(Data excerpted from a collection)
#####

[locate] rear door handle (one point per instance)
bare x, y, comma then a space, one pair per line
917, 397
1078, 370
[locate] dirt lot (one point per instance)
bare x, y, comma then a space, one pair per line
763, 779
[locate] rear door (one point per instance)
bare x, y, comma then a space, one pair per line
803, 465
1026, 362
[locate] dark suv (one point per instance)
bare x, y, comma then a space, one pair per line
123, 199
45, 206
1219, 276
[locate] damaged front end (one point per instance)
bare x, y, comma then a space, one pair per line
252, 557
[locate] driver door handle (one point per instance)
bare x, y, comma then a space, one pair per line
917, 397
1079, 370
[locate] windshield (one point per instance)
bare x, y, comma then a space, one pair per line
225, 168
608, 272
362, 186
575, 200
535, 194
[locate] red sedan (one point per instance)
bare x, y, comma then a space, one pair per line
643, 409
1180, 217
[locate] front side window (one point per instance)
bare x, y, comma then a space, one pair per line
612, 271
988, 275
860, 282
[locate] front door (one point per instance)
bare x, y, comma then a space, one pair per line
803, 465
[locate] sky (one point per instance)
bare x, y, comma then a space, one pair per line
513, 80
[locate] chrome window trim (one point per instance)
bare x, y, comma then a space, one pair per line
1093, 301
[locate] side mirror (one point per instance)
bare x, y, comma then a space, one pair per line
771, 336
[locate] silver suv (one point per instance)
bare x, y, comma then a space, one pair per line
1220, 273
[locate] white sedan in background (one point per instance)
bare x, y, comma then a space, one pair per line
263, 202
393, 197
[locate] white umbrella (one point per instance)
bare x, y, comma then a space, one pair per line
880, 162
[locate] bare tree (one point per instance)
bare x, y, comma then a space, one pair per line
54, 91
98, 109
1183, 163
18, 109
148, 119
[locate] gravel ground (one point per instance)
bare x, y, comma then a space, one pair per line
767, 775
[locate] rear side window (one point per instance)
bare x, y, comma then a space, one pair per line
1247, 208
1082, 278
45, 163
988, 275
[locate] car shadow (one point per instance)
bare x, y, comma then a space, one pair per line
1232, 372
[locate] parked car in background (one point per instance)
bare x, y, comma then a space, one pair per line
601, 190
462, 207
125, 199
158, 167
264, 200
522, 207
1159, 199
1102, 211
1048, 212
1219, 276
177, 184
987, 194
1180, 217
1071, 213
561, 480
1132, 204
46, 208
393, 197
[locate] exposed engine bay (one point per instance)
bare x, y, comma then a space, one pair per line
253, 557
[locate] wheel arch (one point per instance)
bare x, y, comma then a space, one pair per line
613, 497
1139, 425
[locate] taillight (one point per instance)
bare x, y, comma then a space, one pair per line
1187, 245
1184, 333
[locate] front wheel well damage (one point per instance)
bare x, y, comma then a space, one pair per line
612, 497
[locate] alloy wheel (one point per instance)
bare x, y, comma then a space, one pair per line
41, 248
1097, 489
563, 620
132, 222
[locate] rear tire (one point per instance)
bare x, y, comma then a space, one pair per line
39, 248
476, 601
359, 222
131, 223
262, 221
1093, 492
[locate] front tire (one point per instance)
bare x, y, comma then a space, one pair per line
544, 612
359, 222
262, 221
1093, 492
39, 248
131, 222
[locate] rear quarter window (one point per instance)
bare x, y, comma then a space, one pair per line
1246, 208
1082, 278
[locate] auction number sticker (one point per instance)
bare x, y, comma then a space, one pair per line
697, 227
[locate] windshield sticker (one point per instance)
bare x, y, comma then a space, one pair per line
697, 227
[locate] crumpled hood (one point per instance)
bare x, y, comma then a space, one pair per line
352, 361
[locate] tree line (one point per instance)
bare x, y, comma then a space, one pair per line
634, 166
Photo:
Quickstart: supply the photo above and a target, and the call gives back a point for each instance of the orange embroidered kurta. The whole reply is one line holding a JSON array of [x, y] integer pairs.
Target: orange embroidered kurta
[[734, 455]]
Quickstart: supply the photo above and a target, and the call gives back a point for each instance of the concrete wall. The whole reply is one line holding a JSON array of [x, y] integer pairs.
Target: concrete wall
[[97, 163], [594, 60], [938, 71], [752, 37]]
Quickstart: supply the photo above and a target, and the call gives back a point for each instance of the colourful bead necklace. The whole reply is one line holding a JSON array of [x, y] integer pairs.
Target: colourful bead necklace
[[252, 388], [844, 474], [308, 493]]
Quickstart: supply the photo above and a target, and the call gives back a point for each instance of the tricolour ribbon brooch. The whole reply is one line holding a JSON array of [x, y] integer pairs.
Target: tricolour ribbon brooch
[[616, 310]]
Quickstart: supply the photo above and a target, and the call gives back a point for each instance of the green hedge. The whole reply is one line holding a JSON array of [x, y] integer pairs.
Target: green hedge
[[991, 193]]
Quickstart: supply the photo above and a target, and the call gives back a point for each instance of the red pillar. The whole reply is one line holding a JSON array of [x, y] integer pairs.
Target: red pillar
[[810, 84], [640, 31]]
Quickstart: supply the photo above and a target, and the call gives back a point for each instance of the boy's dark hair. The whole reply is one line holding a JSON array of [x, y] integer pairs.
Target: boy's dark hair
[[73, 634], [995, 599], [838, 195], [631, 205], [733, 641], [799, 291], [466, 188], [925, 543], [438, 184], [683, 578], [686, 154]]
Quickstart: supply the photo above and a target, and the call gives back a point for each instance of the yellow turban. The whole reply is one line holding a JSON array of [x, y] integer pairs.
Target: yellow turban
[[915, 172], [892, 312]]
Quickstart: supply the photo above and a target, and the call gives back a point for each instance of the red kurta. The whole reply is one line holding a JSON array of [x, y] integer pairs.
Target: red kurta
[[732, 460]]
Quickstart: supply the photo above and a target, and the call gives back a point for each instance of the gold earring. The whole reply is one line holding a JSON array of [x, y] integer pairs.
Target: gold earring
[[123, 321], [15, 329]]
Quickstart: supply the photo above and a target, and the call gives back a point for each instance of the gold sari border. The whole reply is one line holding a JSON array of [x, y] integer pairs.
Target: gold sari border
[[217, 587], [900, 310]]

#####

### THE REQUEST
Output every line of the data above as a numbered list, in its original order, leaving out any blank lines.

### FINISHED ANSWER
1. [locate] rear door handle (one point per instance)
2. bare x, y, comma then a space, one pair per line
3. 917, 397
4. 1078, 370
5. [locate] dirt lot (one point per instance)
6. bare x, y, comma then a space, one pair per line
7. 763, 779
8. [locate] rear door (one point per instance)
9. bare x, y, comma then a space, one pair per line
10. 803, 465
11. 1026, 362
12. [locate] dark suv (one point per instance)
13. bare x, y, comma then a space, one pair per line
14. 123, 199
15. 45, 206
16. 1219, 276
17. [locate] damaged front end (one point per instance)
18. bare x, y, comma then a space, one pair per line
19. 252, 557
20. [locate] driver door handle (one point per instance)
21. bare x, y, comma then a space, one pair per line
22. 917, 397
23. 1079, 370
24. [locate] windshield (one point per instance)
25. bare x, y, comma then a space, one pair per line
26. 225, 168
27. 608, 272
28. 362, 186
29. 575, 200
30. 535, 194
31. [locate] red sedan (one point per instance)
32. bare x, y, comma then a space, one pair per line
33. 643, 409
34. 1180, 217
35. [locate] front side window (one point per instance)
36. bare x, y, comma then a space, one pair per line
37. 612, 271
38. 988, 275
39. 860, 282
40. [locate] front door (one point per instance)
41. bare x, y, comma then a space, one pair per line
42. 803, 465
43. [locate] sky (one point per instance)
44. bare x, y, comma then a space, one pair per line
45. 513, 80
46. [locate] chrome window trim (one point per instance)
47. bare x, y, comma then a space, one pair per line
48. 1093, 301
49. [locate] side mirror (one point per instance)
50. bare x, y, comma then a space, one pair per line
51. 771, 336
52. [locate] silver suv (one point per instance)
53. bare x, y, comma then a space, one pair per line
54. 1220, 273
55. [locate] white sedan in background (one point per instance)
56. bare x, y, comma then a space, one pair per line
57. 263, 202
58. 393, 197
59. [locate] white umbrella (one point per instance)
60. bare x, y, comma then a space, one pair per line
61. 880, 162
62. [locate] bare tree (one point per instance)
63. bare x, y, comma then a space, one pair per line
64. 54, 91
65. 98, 109
66. 1183, 163
67. 18, 109
68. 148, 119
69. [locate] gravel ground (one point per instance)
70. bare x, y, comma then a space, one pair per line
71. 767, 775
72. [locate] rear side window (one point per instance)
73. bare x, y, comma then a space, one pair per line
74. 1247, 208
75. 1082, 278
76. 45, 163
77. 988, 275
78. [locate] car shadow (one point per instance)
79. bare x, y, comma then a space, one pair per line
80. 1232, 372
81. [locate] parked car in background (one point per instance)
82. bare x, y, comma then a space, one pair per line
83. 601, 190
84. 462, 207
85. 125, 199
86. 158, 167
87. 264, 200
88. 522, 207
89. 1159, 199
90. 1102, 211
91. 1048, 212
92. 1219, 276
93. 177, 184
94. 987, 194
95. 1180, 217
96. 1071, 213
97. 561, 480
98. 1132, 204
99. 46, 208
100. 393, 197
101. [locate] exposed engine bay (one point per instance)
102. bare x, y, comma then a space, one pair per line
103. 253, 557
104. [locate] wheel arch (one point per instance)
105. bare x, y, comma then a space, one pair per line
106. 613, 497
107. 1139, 425
108. [locate] taillight (one point per instance)
109. bare x, y, comma then a space, one pair per line
110. 1187, 245
111. 1184, 333
112. [locate] front wheel well damage (one point per instance)
113. bare x, y, comma then a space, one pair per line
114. 612, 497
115. [locate] alloy wheel (one point per instance)
116. bare x, y, comma then a space, one pair per line
117. 41, 248
118. 1097, 489
119. 563, 620
120. 132, 222
121. [locate] rear tire (one point per instance)
122. bare x, y, comma then a space, one pair per line
123. 39, 248
124. 476, 601
125. 359, 222
126. 131, 223
127. 262, 221
128. 1093, 492
129. [locate] front tire (one point per instance)
130. bare x, y, comma then a space, one pair per line
131. 544, 612
132. 359, 222
133. 262, 221
134. 1093, 492
135. 39, 248
136. 131, 222
137. [locate] rear quarter window (one point per instance)
138. bare x, y, comma then a space, one pair per line
139. 1246, 208
140. 1082, 278
141. [locate] auction number sticker (one point per instance)
142. bare x, y, comma then a space, one pair per line
143. 697, 227
144. [locate] windshield sticker (one point per instance)
145. bare x, y, comma then a space, one pair per line
146. 697, 227
147. [locate] crumpled hood (one point per instance)
148. bare x, y, comma then a space, one pair per line
149. 352, 361
150. [locate] tree line (one point per instance)
151. bare x, y, comma then a space, one pair per line
152. 634, 166
153. Photo:
154. Quickstart: supply the photo above and a target, and the call gives back a point for each instance of the orange embroidered kurta. The whole reply is one line holding a JSON array of [x, y] integer pairs.
155. Target: orange embroidered kurta
156. [[734, 455]]
157. Quickstart: supply the photo above and a target, and the call gives back a point for each instance of the concrete wall. The whole reply is one line holding a JSON array of [x, y] integer pairs.
158. Target: concrete wall
159. [[97, 163], [594, 60], [938, 71], [752, 37]]
160. Quickstart: supply the photo above and a target, and the call gives back a point for each instance of the colourful bead necklace. The whole reply is one line holding a JSON array of [x, y] integer pairs.
161. Target: colourful bead necklace
162. [[252, 388], [844, 474], [308, 493]]
163. Quickstart: supply the photo above and a target, and the call gives back a point for each instance of the tricolour ribbon brooch. The whole reply is one line holding a JSON array of [x, y] integer pairs.
164. Target: tricolour ribbon brooch
165. [[616, 310]]
166. Quickstart: supply the photo above and a target, and the call gives back a point for each instance of the green hedge. The whole reply is one line holding a JSON array of [x, y] integer pairs.
167. Target: green hedge
168. [[991, 193]]
169. Quickstart: supply the photo above and a target, and the call gives back a point for each instance of the red pillar. The whole reply is one line holding a JSON array of [x, y] integer pairs.
170. Target: red pillar
171. [[810, 84], [640, 31]]
172. Quickstart: supply the photo above and a target, and the call gives back a point for each instance of the boy's dark hair. The whole reply is one line holding a JSON array of [x, y] integer pairs.
173. Target: boy's dark hair
174. [[73, 634], [995, 599], [838, 195], [631, 205], [733, 641], [799, 291], [466, 188], [925, 543], [438, 184], [683, 578], [686, 154]]
175. Quickstart: supply the photo above and a target, and the call gives back a point for each instance of the yellow turban. The whole reply is one line holding a JSON array of [x, y] integer pairs.
176. Target: yellow turban
177. [[915, 172], [892, 312]]
178. Quickstart: supply the photo above and a target, and the call gives back a point for each instance of the red kurta. The whole reply is one line holding a JSON array of [x, y] integer pairs.
179. Target: red kurta
180. [[732, 460]]
181. Quickstart: supply the photo above and a target, and the call gives back a point for each instance of the gold earring. The whole reply is one line holding a JSON array of [x, y] integer pairs.
182. Target: gold earring
183. [[123, 321], [15, 329]]
184. Quickstart: supply the photo above and a target, and the call gives back a point for each instance of the gold sari border. The whole reply is one line holding a JSON array of [x, y] integer pairs.
185. Target: gold sari border
186. [[217, 587], [900, 310]]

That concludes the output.